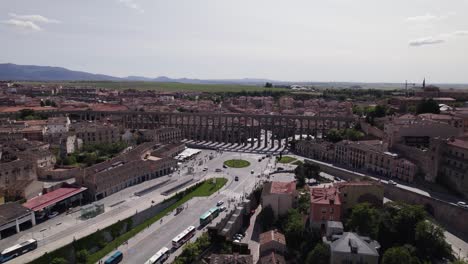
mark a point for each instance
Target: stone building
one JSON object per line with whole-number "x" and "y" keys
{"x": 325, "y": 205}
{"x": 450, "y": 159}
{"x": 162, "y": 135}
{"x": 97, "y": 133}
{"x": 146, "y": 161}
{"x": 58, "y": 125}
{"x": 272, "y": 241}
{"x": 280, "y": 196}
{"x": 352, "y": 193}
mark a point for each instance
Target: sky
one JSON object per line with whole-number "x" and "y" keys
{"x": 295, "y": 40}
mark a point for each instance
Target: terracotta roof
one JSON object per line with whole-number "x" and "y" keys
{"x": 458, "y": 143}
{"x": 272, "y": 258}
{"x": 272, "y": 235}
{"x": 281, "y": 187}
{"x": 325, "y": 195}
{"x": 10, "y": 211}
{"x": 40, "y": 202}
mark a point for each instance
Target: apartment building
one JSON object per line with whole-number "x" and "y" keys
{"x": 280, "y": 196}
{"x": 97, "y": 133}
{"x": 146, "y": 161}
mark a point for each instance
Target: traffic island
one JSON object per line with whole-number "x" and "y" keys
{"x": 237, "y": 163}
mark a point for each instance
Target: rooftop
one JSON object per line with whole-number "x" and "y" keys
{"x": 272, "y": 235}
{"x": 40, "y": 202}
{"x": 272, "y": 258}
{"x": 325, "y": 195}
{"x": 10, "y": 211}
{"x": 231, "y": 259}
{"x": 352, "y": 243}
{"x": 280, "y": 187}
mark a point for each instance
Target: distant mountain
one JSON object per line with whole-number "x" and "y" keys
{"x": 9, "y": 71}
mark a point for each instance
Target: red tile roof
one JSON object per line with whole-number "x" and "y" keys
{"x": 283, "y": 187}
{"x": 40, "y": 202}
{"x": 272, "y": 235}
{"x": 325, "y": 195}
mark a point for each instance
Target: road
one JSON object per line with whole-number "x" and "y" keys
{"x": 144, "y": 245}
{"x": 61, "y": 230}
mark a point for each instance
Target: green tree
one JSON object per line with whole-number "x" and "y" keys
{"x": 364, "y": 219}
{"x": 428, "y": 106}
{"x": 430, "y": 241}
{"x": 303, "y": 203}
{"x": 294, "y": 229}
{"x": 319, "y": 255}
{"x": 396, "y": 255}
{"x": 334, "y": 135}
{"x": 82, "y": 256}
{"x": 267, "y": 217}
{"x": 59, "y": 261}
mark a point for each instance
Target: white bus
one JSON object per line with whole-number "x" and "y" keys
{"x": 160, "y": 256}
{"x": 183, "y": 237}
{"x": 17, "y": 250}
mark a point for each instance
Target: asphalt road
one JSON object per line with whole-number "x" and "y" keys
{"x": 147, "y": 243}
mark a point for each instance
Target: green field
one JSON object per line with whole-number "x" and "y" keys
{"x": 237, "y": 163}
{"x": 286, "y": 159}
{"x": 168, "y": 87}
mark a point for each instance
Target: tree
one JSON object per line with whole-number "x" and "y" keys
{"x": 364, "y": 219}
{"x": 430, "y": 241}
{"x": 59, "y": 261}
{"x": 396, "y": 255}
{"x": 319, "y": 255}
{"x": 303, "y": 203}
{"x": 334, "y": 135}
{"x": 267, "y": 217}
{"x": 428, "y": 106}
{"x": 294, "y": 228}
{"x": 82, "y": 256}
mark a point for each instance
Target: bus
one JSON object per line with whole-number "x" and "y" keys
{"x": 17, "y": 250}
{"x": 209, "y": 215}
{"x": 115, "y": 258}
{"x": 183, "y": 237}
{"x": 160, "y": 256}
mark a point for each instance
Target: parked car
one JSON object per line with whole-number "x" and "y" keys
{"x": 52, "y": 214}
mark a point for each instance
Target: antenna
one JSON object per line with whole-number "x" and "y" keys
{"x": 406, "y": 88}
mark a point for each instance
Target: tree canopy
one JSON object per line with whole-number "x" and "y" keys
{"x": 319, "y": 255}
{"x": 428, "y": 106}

******************************

| Problem requirements |
Can you retype every record above exactly, leaving out the pictures?

| Result below |
mark a point for each instance
Target: stone building
one JSON object per line with whole-number "x" and "y" keys
{"x": 325, "y": 205}
{"x": 450, "y": 159}
{"x": 162, "y": 135}
{"x": 97, "y": 133}
{"x": 146, "y": 161}
{"x": 58, "y": 125}
{"x": 272, "y": 241}
{"x": 280, "y": 196}
{"x": 352, "y": 193}
mark a point for each instance
Target: sky
one JSON object per line with whole-number "x" and "y" keys
{"x": 295, "y": 40}
mark a point for each instance
Target: terracotta roof
one JSON object per line with whole-number "x" and "y" keys
{"x": 458, "y": 143}
{"x": 272, "y": 258}
{"x": 272, "y": 235}
{"x": 281, "y": 187}
{"x": 325, "y": 195}
{"x": 10, "y": 211}
{"x": 40, "y": 202}
mark a point for each instance
Target: apartment building
one JSON object per line with whole-number "x" and "y" keys
{"x": 280, "y": 196}
{"x": 97, "y": 133}
{"x": 146, "y": 161}
mark a point for each instance
Target: traffic island
one JSON object per line with whole-number "x" and "y" keys
{"x": 237, "y": 163}
mark a point for each instance
Target: rooftop
one JSON object per line with whole-number "x" and "y" keys
{"x": 272, "y": 235}
{"x": 40, "y": 202}
{"x": 272, "y": 258}
{"x": 325, "y": 195}
{"x": 10, "y": 211}
{"x": 231, "y": 259}
{"x": 352, "y": 243}
{"x": 280, "y": 187}
mark a point for each instance
Target: distant mountain
one JSON object per line with whole-number "x" and "y" keys
{"x": 9, "y": 71}
mark a point for each instance
Target: red tile roof
one JSON object per line with whole-number "x" and "y" keys
{"x": 283, "y": 187}
{"x": 40, "y": 202}
{"x": 272, "y": 235}
{"x": 325, "y": 195}
mark a point for each instance
Target: road
one JSON object per line with whole-number "x" and "y" keys
{"x": 144, "y": 245}
{"x": 61, "y": 230}
mark a point for each instance
Target: green tree
one JSON object per line with whole-number "x" and "y" keys
{"x": 364, "y": 219}
{"x": 428, "y": 106}
{"x": 430, "y": 241}
{"x": 303, "y": 203}
{"x": 294, "y": 229}
{"x": 319, "y": 255}
{"x": 396, "y": 255}
{"x": 334, "y": 135}
{"x": 82, "y": 256}
{"x": 267, "y": 217}
{"x": 59, "y": 261}
mark a point for each instance
Target: white bus
one JSON object per line with whole-number "x" and "y" keys
{"x": 160, "y": 256}
{"x": 183, "y": 237}
{"x": 17, "y": 250}
mark a point for each instance
Target: asphalt road
one JSON object per line with whole-number "x" and "y" keys
{"x": 147, "y": 243}
mark a point for each instance
Target: green field
one JSON object per line with whole-number "x" and "y" keys
{"x": 237, "y": 163}
{"x": 286, "y": 159}
{"x": 168, "y": 87}
mark a point for each instance
Target: tree
one JSON object per line with whole-number "x" and "y" keys
{"x": 364, "y": 219}
{"x": 430, "y": 241}
{"x": 59, "y": 261}
{"x": 396, "y": 255}
{"x": 319, "y": 255}
{"x": 303, "y": 203}
{"x": 334, "y": 135}
{"x": 267, "y": 217}
{"x": 428, "y": 106}
{"x": 294, "y": 228}
{"x": 82, "y": 256}
mark a point for each instance
Target: bus
one JSON object per line with whole-number "x" and "y" keys
{"x": 17, "y": 250}
{"x": 209, "y": 215}
{"x": 115, "y": 258}
{"x": 183, "y": 237}
{"x": 160, "y": 256}
mark a point for each instance
Target: parked car
one JSON object per line with whole-number "x" and "y" keys
{"x": 52, "y": 214}
mark a point for each instance
Target: antenna
one JSON object per line with whole-number "x" and "y" keys
{"x": 406, "y": 88}
mark a point for each instance
Target: tree canopy
one JSON object per line with whole-number "x" and "y" keys
{"x": 319, "y": 255}
{"x": 428, "y": 106}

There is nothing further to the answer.